Goal of the exercise - The answer should consist solely of the lines from the first one below through the line containing "of the slender", copied exactly.

Data extracts -
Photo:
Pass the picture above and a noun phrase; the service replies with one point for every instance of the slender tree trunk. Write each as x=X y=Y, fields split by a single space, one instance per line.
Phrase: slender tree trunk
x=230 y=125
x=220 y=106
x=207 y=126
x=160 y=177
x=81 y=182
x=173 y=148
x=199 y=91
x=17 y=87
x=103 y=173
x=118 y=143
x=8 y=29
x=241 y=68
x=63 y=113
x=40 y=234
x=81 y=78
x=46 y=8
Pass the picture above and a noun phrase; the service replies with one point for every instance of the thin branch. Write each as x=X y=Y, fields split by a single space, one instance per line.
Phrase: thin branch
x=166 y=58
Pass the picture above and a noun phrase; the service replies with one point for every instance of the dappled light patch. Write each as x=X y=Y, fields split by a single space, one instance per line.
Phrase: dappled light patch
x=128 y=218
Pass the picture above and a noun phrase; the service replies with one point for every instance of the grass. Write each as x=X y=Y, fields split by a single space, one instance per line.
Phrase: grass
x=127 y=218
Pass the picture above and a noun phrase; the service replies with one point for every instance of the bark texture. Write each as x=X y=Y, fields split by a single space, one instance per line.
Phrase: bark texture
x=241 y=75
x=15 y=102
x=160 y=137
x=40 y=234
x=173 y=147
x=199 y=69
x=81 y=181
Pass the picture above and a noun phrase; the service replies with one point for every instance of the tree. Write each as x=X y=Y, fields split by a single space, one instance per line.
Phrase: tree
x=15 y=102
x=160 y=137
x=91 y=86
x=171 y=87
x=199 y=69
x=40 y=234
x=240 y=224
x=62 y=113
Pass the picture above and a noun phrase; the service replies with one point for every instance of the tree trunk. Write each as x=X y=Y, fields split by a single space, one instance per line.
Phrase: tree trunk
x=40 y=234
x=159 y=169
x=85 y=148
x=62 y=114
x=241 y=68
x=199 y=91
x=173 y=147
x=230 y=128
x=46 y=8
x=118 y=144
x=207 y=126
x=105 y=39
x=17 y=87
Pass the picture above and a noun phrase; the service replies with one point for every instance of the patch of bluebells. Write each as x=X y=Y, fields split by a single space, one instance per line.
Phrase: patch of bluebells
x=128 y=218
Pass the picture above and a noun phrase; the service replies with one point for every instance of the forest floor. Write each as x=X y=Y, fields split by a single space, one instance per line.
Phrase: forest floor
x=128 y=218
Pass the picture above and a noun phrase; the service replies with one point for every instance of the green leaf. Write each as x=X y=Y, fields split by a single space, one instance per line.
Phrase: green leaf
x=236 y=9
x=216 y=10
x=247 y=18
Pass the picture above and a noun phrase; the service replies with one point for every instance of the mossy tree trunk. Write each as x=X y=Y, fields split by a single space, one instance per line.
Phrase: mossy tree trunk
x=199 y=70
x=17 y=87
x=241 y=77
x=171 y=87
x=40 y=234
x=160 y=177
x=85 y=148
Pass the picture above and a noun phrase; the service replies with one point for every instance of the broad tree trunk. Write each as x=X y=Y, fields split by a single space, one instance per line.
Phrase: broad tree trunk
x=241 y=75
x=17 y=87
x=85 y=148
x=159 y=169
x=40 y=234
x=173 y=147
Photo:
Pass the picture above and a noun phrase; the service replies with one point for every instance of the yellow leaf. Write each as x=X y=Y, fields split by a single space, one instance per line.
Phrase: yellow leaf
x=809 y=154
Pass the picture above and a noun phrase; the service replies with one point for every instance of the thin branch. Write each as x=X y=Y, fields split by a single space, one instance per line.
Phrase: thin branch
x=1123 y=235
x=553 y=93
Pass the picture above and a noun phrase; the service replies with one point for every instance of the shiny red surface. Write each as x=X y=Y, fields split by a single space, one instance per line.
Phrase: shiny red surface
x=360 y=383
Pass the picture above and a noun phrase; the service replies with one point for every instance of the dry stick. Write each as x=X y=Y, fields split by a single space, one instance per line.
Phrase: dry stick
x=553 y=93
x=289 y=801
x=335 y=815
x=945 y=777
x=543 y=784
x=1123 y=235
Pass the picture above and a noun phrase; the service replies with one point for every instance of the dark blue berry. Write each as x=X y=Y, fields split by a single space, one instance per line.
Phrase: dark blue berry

Output below -
Photo:
Pass the picture above and a noun phrase; the service replies with one point for every instance of the slender tree trunk. Write each as x=X y=Y, fields split by a single space, one instance per line.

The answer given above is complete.